Extract to read:
========================

* Row over central bank adds to uncertainty
* New mining rules also spook investors
* Some investors bearish on South Africa
JOHANNESBURG/LONDON, June 21 (Reuters) - A row over central bank independence could worsen South Africa's bond sell-off after foreign investors last week dumped the biggest amount of the country's securities in nearly five months over new ownership rules for mining companies.
Any erosion of central bank independence is likely to spook investors even more.
Foreigners were net sellers of local bonds last week, dumping 2.2 billion rand ($169 million) worth of debt, the biggest weekly sell-off since early February, Johannesburg Stock Exchange data showed.
Offshore investors then sold 1.1 billion rand in bonds on Monday, after the idea of changing the central bank's mandate was floated, buying back 1.5 billion rand worth on Tuesday when the Reserve Bank said it would fight the proposal in court.
South African pension funds have already cut their holdings in local government bonds to the lowest level in nearly 4-1/2 years because of political turbulence in the country.
But yield-hungry foreign investors -- who are the largest holders of South African government bonds -- have been more resilient so far.
This is partly because South Africa is in the Citi WGBI index, followed by many funds, and local debt is rated investment grade by two major agencies. If it lost that rating over central bank independence, up to $10 billion could flow out, analysts have estimated.
S&P Global Ratings has already warned South Africa that its rating could be cut deeper if the government meddles with the central bank.
The dispute -- triggered by Public Protector Busi Mkhwebane recommending that the Reserve Bank's mandate of maintaining currency and price stability be changed so that it can focus on economic growth -- could hardly have come at a worse time.
South Africa has just sunk into recession, had its credit rating downgraded, and is echoing to calls for President Jacob Zuma to resign, which he shows no sign of doing so.
John Peta, Old Mutual Global Investors head of emerging market debt, said his firm bought South African debt after a March cabinet shake-up that sent yields higher. But it had now cut back on the ongoing political noise and as yields fall.
"No previous government in South Africa has even hinted at (changing the central bank mandate) and Zuma's people now doing it is pretty disconcerting," Peta said. "So if they do make more noise in that direction certainly the market will take notice
Morgan Stanley analysts said they believe investors are too optimistic about a resolution on the uncertainty.

========================

Supplied entries:
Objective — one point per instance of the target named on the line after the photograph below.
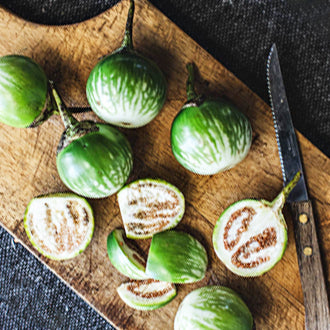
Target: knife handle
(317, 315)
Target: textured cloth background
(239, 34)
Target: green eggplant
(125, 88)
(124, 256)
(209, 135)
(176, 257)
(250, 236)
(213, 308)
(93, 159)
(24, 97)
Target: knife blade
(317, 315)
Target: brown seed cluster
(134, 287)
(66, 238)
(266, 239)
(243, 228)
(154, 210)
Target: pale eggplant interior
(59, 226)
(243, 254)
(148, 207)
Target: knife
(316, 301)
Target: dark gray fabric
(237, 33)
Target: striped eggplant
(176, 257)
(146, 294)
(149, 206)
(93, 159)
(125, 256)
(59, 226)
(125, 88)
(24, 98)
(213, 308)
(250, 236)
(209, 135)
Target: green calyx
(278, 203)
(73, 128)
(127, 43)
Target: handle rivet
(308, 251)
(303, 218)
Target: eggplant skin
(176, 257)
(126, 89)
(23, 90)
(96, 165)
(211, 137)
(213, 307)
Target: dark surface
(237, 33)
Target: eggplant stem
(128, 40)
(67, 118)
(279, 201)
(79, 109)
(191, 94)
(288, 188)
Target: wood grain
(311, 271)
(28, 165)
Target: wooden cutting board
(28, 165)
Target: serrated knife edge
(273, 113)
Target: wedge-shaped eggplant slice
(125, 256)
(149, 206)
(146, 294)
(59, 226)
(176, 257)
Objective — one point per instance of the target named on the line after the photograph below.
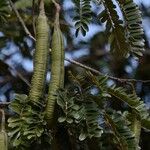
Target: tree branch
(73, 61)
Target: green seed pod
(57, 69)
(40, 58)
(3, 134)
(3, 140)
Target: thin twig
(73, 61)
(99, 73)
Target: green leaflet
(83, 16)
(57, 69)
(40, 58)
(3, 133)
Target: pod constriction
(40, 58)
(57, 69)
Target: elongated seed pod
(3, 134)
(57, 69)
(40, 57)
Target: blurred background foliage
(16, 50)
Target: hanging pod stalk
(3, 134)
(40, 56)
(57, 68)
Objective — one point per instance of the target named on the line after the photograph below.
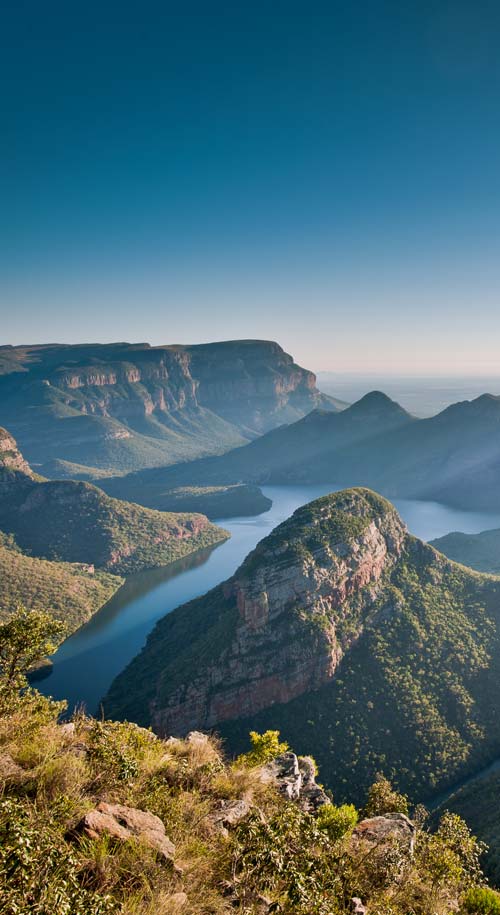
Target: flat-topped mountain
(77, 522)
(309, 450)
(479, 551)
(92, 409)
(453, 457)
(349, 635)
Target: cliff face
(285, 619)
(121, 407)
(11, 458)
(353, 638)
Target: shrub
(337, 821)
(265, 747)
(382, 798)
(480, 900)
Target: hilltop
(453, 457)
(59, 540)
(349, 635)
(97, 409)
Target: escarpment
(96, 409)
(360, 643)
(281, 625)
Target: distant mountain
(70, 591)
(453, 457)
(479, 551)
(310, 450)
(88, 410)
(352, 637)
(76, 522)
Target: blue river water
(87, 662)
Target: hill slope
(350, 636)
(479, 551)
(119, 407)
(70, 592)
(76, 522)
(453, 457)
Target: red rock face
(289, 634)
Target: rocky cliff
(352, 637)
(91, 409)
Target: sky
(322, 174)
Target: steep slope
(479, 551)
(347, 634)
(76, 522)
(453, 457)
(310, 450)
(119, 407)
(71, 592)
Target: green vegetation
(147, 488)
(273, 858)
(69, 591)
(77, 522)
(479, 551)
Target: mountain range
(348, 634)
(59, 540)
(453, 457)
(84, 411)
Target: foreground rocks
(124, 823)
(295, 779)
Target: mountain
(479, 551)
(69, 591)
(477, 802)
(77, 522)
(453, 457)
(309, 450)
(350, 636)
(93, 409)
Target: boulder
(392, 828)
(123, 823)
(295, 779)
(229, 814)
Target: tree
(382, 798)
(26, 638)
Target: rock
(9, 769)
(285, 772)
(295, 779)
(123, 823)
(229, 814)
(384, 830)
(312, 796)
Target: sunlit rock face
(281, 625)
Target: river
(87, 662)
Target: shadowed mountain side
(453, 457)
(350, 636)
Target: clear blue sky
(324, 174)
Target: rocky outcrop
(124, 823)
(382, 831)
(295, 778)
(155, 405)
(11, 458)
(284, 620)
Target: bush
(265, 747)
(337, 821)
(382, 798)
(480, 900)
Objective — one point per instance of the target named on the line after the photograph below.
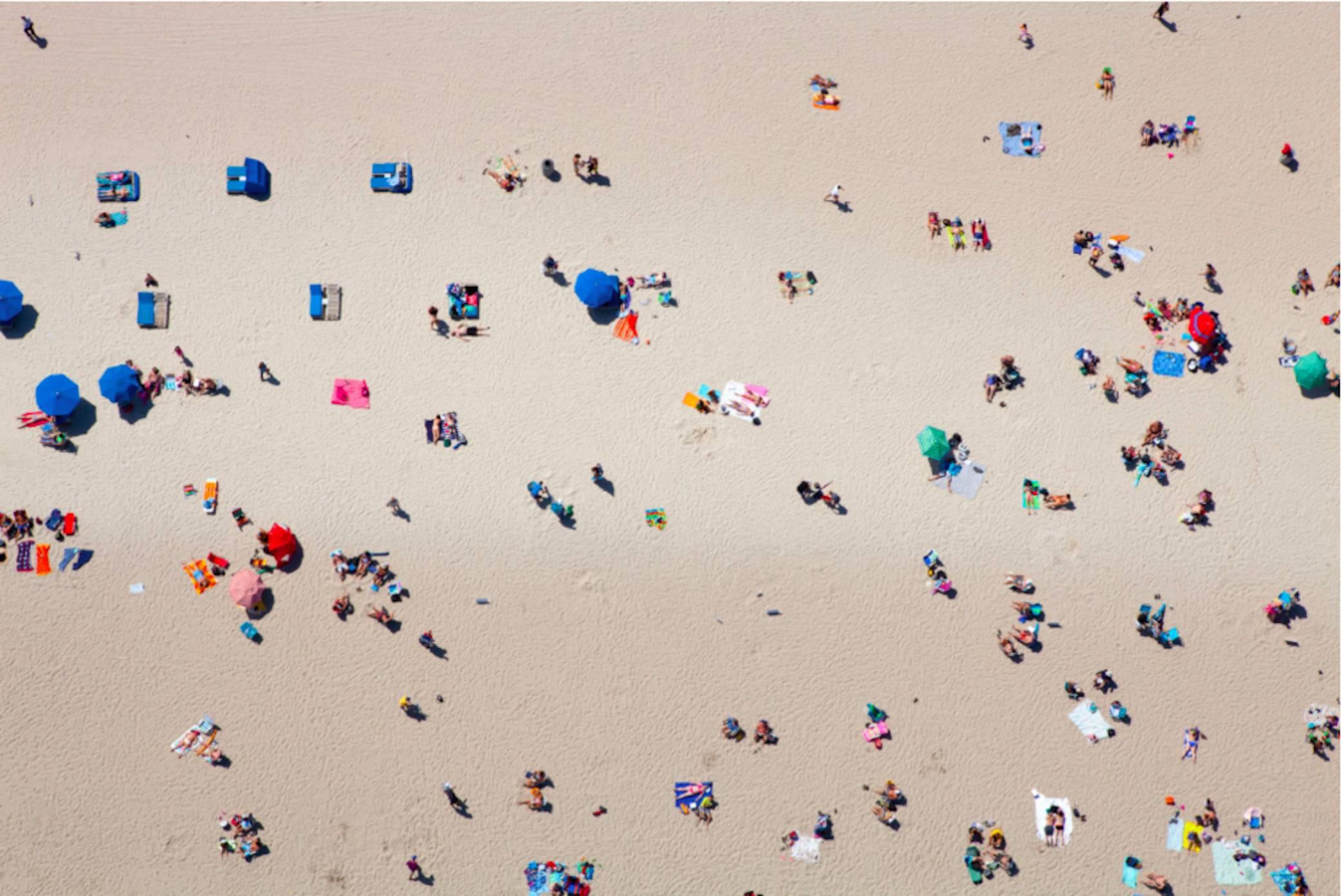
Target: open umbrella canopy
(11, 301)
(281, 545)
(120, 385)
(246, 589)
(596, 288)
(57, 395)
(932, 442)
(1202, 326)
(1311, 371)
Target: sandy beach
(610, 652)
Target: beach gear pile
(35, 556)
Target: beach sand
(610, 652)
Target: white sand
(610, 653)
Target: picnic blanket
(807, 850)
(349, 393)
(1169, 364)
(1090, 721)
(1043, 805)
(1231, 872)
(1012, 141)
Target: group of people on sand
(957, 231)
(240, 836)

========================

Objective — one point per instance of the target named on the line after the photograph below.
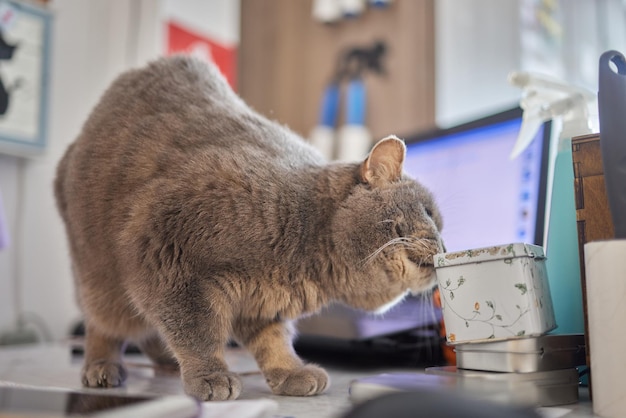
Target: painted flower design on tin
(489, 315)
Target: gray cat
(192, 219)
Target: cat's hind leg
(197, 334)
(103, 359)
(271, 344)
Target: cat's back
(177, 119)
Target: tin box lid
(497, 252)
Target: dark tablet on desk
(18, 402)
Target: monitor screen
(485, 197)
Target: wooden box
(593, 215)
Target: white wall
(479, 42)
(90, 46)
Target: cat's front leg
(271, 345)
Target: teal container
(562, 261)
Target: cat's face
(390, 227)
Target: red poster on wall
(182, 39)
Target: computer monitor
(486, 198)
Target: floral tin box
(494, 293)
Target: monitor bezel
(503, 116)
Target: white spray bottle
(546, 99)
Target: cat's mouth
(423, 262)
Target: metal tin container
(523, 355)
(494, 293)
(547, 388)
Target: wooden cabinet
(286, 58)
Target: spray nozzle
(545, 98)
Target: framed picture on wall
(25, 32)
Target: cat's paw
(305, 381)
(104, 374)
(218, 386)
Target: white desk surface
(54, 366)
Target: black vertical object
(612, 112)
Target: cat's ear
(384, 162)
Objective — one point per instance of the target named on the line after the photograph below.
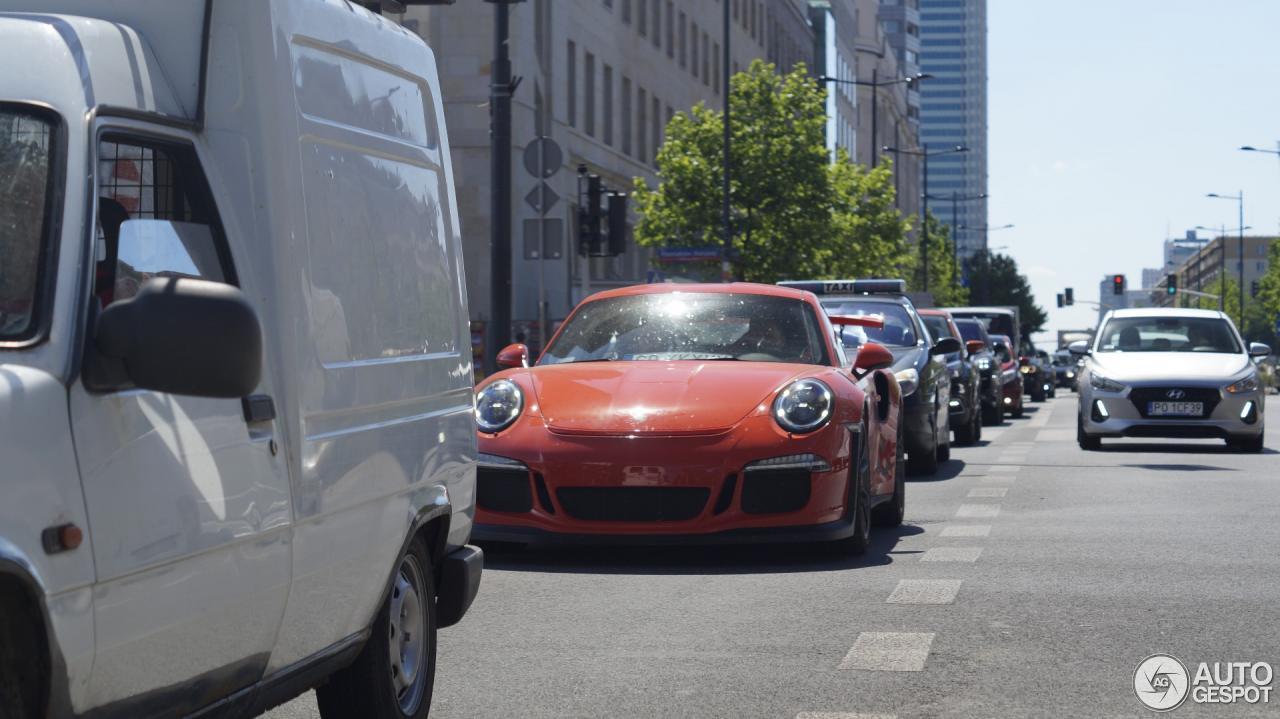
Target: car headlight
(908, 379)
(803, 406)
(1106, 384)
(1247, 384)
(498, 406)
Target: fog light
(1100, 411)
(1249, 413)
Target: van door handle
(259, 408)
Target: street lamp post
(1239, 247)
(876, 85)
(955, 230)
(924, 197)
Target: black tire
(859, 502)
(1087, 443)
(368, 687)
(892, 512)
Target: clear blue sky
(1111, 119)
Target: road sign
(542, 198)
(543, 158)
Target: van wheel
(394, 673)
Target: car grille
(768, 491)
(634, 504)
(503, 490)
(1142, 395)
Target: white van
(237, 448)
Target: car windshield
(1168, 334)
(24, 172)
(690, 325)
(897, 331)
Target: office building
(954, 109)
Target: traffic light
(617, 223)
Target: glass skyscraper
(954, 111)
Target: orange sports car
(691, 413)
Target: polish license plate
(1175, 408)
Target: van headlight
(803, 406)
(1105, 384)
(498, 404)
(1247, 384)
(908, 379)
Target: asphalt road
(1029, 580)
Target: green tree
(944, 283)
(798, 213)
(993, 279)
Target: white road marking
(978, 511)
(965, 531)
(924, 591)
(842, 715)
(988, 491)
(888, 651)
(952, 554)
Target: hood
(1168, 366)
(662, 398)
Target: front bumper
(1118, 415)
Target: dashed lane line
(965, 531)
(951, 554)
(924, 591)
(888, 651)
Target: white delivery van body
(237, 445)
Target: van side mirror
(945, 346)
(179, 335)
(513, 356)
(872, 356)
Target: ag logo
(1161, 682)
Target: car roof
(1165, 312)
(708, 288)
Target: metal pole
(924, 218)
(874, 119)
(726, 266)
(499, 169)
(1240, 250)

========================

Can you reproduce the part of the South Africa bond report above from "Foreigners were net" to "in the country.", word for word?

Task output:
Foreigners were net sellers of local bonds last week, dumping 2.2 billion rand ($169 million) worth of debt, the biggest weekly sell-off since early February, Johannesburg Stock Exchange data showed.
Offshore investors then sold 1.1 billion rand in bonds on Monday, after the idea of changing the central bank's mandate was floated, buying back 1.5 billion rand worth on Tuesday when the Reserve Bank said it would fight the proposal in court.
South African pension funds have already cut their holdings in local government bonds to the lowest level in nearly 4-1/2 years because of political turbulence in the country.